TASK: Can you reproduce the data beneath, keeping every line exact?

EXERCISE MATERIALS:
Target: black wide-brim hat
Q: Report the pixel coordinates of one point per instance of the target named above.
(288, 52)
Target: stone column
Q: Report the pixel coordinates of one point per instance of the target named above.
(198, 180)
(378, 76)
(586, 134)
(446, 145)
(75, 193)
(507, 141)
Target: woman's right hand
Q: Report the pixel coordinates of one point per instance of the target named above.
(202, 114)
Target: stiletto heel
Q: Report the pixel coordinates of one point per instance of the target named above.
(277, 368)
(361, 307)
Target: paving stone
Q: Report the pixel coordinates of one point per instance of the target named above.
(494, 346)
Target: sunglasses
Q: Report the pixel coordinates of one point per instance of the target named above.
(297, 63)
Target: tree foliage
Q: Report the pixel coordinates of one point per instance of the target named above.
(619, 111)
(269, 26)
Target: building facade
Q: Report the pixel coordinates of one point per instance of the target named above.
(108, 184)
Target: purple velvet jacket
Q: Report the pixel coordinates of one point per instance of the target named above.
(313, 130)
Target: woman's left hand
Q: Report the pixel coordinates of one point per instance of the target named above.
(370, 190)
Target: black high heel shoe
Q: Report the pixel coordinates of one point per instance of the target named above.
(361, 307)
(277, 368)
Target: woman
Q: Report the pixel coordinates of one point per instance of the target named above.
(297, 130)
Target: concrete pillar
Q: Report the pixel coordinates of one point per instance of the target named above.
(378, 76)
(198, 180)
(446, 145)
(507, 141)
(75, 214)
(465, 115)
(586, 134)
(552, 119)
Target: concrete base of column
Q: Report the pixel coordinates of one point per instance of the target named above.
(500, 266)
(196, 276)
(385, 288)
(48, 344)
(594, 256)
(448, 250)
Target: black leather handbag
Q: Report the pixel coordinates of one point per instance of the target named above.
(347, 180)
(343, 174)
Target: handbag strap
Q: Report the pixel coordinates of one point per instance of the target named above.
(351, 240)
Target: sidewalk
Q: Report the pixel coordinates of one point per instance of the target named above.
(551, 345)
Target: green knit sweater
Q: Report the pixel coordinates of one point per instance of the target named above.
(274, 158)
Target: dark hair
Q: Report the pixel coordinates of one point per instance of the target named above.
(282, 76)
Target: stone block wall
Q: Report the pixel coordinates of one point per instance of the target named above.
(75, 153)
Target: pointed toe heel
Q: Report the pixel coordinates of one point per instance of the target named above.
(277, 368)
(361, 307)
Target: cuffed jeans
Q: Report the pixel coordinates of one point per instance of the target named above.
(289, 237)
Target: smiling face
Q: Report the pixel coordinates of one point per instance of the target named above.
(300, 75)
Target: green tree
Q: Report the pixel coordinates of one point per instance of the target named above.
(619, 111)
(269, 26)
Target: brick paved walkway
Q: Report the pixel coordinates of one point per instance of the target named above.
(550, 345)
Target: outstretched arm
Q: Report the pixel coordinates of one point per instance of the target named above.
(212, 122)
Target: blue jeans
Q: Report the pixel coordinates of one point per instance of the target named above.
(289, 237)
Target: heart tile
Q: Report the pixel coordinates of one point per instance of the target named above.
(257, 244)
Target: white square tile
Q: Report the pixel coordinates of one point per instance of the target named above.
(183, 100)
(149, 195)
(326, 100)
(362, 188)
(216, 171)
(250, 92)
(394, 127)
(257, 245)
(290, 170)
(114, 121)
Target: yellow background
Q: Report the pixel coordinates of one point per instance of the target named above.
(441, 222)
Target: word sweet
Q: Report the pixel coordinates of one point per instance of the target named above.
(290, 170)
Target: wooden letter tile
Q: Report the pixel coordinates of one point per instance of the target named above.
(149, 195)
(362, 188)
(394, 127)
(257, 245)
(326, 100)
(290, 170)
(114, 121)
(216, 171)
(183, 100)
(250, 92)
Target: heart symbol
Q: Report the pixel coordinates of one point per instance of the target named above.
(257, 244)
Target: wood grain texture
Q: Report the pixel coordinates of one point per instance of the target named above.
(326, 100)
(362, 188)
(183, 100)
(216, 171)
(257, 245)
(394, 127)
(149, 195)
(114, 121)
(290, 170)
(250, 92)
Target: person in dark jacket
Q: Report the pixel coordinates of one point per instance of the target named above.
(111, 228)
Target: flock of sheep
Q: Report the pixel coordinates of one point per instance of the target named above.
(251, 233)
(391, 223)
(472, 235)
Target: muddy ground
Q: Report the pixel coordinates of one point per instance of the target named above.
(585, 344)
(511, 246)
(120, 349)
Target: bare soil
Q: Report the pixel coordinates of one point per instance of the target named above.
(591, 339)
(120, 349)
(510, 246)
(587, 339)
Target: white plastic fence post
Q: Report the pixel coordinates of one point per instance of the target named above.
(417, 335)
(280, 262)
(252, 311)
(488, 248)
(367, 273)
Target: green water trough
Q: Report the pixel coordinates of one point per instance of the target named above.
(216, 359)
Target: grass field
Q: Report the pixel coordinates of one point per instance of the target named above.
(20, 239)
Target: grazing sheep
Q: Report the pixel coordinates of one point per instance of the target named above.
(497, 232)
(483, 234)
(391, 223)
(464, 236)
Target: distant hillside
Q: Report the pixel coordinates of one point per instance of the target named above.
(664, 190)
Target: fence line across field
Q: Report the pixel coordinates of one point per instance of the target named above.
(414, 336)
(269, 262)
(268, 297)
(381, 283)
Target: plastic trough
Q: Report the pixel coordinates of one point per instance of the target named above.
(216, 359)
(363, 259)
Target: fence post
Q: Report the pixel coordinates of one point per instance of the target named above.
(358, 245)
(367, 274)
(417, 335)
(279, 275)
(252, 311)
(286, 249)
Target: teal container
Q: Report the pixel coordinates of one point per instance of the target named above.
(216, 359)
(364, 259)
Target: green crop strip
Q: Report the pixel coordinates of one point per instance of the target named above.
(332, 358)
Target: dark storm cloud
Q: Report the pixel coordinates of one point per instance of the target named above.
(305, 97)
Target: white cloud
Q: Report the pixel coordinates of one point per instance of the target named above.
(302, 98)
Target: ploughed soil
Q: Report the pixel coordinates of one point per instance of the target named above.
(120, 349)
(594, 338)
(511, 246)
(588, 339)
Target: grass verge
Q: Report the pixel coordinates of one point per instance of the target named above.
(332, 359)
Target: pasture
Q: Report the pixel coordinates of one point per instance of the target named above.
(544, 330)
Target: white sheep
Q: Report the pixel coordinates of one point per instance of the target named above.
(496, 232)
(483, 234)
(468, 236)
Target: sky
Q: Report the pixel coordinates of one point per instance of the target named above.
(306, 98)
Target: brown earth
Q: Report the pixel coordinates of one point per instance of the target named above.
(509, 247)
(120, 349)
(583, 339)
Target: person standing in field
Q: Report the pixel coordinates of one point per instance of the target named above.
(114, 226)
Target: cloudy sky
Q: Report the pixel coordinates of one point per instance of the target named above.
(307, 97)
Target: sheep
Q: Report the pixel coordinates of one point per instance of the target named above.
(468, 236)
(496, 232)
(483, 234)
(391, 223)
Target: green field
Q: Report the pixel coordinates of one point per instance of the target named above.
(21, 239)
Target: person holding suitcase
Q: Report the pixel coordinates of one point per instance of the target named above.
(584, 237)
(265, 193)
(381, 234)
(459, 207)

OUTPUT OF THE EXERCISE:
Target: black wide-brim hat
Q: Report the pixel coordinates of one point per instance of the target named above.
(288, 52)
Target: stone column
Q: Report the pixel coordinates of one point per instance of the target named above.
(198, 180)
(378, 76)
(586, 134)
(446, 145)
(75, 193)
(507, 141)
Target: woman's right hand
Q: Report the pixel coordinates of one point per instance of the target named above.
(202, 114)
Target: stiletto heel
Q: Report the pixel coordinates of one point per instance of the target named above.
(277, 368)
(361, 307)
Target: paving stone
Q: Report the pixel coordinates of one point per instance of the target named above.
(494, 346)
Target: sunglasses
Q: Report the pixel coordinates of one point per instance of the target named above.
(297, 63)
Target: tree foliage
Q: Report the pixel coordinates of one point per instance of the target named above.
(619, 111)
(269, 26)
Target: building facade
Q: Report the pixel coordinates of one point per instance of the target named above.
(108, 184)
Target: purple velvet jacket
Q: Report the pixel coordinates of one point per instance of the target named above.
(313, 130)
Target: woman's left hand
Q: Report the pixel coordinates of one point per instance of the target named above.
(370, 190)
Target: black high heel shoe
Q: Report the pixel coordinates of one point per instance of the target named above.
(361, 307)
(277, 368)
Target: woman
Q: Report the pixel coordinates of one point per instance of the target named above.
(297, 130)
Target: concrete pillar
Q: Report the pixel coordinates of one point per instance of the target named above.
(378, 76)
(198, 180)
(446, 145)
(507, 141)
(75, 214)
(465, 115)
(586, 134)
(552, 119)
Target: concrete base of column
Q: Report the pixel coordinates of one point per instance of the target named above.
(500, 266)
(196, 276)
(385, 288)
(48, 344)
(594, 256)
(448, 250)
Target: black leather handbag
Q: Report the pixel coordinates of one point per instance of the target named above.
(347, 180)
(343, 174)
Target: handbag strap
Q: Report the pixel coordinates of one point per instance of the target named above.
(351, 240)
Target: sidewalk
Q: Report the pixel coordinates of one point per instance of the target named above.
(551, 345)
Target: green knit sweater
Q: Report the pixel coordinates of one point per instance of the target named above.
(274, 158)
Target: dark hair
Q: Report the pixel coordinates of one point per instance of the target named above.
(282, 76)
Target: stone block wall
Q: Report the pixel coordinates of one point per instance of the target named above.
(75, 153)
Target: pointed toe heel
Q: Report the pixel coordinates of one point per instance of the target named above.
(277, 368)
(361, 307)
Target: cuffed jeans
Q: Report the pixel coordinates of one point per instance of the target named above.
(289, 237)
Target: smiling face
Q: Report the pixel coordinates of one point per instance of the target named above.
(300, 75)
Target: green tree
Q: Report the pixel coordinates of one point per instance of the target named above.
(619, 111)
(269, 26)
Target: brick paved walkway
Q: Report the pixel coordinates of one point per instance of the target named above.
(550, 345)
Target: outstretched arm
Q: Report the pixel coordinates of one point per instance of the target named above.
(212, 122)
Target: blue jeans
Q: Report the pixel coordinates of one point per instance of the target named above.
(289, 237)
Target: heart tile
Q: Report the pixel coordinates of one point per instance of the target named above.
(257, 244)
Target: white square tile
Q: Report the pixel coordinates of one point per instance of the target named above.
(183, 100)
(149, 195)
(326, 100)
(362, 188)
(216, 171)
(250, 92)
(394, 127)
(257, 245)
(290, 170)
(114, 121)
Target: yellow background
Q: Report the pixel coordinates of one point per instance of the target named above.
(441, 222)
Target: word sweet
Q: Report the pixel coordinates of one point per instance of the target named above.
(290, 170)
Target: wooden letter tile
Q: Report the pixel coordinates of one point per instance of the target named above.
(149, 195)
(362, 188)
(394, 127)
(257, 245)
(326, 100)
(290, 170)
(114, 121)
(216, 171)
(183, 100)
(250, 92)
Target: heart symbol
Q: Report the pixel coordinates of one point per instance of the target named above.
(257, 244)
Target: wood grain texture
Q: Report the pixel coordinates of one point per instance of the target named above.
(326, 100)
(362, 188)
(183, 100)
(216, 171)
(257, 245)
(394, 127)
(149, 195)
(114, 121)
(290, 170)
(250, 92)
Target: person in dark jacket
Q: Report the pixel coordinates of one point per instance of the target named above.
(111, 228)
Target: flock of sheep
Q: Report the pixel coordinates of one point per instance of the target named above.
(251, 233)
(391, 223)
(472, 235)
Target: muddy ground
Q: Report the pixel coordinates of one point per instance of the target named above.
(585, 344)
(511, 246)
(120, 349)
Target: bare soil
Q: Report the pixel coordinates of one point per instance of the target named above.
(591, 339)
(120, 349)
(510, 246)
(587, 339)
Target: white plastic fence post
Q: Report the pixel coordinates of one point per instance of the target named above.
(417, 335)
(280, 262)
(252, 311)
(488, 248)
(367, 273)
Target: green water trough
Q: Report the pixel coordinates of one point per instance of the target named above.
(216, 359)
Target: grass field
Q: Report the pixel coordinates of one point per instance of the target named above.
(20, 239)
Target: grazing sheep
Q: Report the pixel coordinates of one point per instance of the target named above.
(497, 232)
(483, 234)
(391, 223)
(464, 236)
Target: distant hillside
Q: Report the pixel coordinates of one point per instance of the target named above.
(664, 190)
Target: fence line across field
Q: Report the pixel coordinates of one point per instance of the target named above.
(414, 336)
(269, 262)
(268, 297)
(381, 283)
Target: plastic trough
Q: Report the pixel coordinates of one point per instance of the target named above.
(216, 359)
(363, 259)
Target: fence post
Q: Report the pixel coordinates of one point per instance of the target named above.
(358, 245)
(367, 274)
(417, 335)
(279, 275)
(252, 311)
(286, 249)
Target: teal container
Q: Report the pixel coordinates of one point per instance of the target named above.
(216, 359)
(364, 259)
Target: green crop strip
Q: Report the pixel coordinates of one point per instance of the target named above.
(332, 358)
Target: dark storm cloud
Q: Report the pixel coordinates of one point per instance of the target named above.
(305, 97)
Target: white cloud
Q: Report the pixel coordinates of one point per instance of the target named above.
(302, 98)
Target: ploughed soil
Q: Report the pixel coordinates of one point per instance of the target named above.
(120, 349)
(594, 338)
(511, 246)
(588, 339)
Target: grass verge
Q: Report the pixel coordinates of one point per instance of the target named above.
(332, 359)
Target: pasture
Q: Report the pixel coordinates of one point per instance of the target named above.
(544, 330)
Target: white sheep
Q: Report the pixel coordinates of one point per instance of the target named above.
(496, 232)
(483, 234)
(468, 236)
Target: sky
Q: Report the pixel coordinates of one point per instance of the target named above.
(306, 98)
Target: brown earth
Q: Report the pixel coordinates of one point per instance of the target named above.
(509, 247)
(120, 349)
(583, 339)
Target: person standing in field
Q: Report the pixel coordinates of one point per instance of the target named above.
(114, 226)
Target: cloudy sky
Q: Report the pixel coordinates of one point per instance of the target named above.
(307, 97)
Target: sheep
Q: Report the pixel coordinates of one point per instance of the target named above.
(468, 236)
(496, 232)
(483, 234)
(391, 223)
Target: green field
Q: Report the pixel coordinates of one point per instance of the target named above.
(21, 239)
Target: person holding suitcase
Q: Report the pixel coordinates of one point per instance of the target named above.
(584, 237)
(265, 193)
(381, 234)
(459, 207)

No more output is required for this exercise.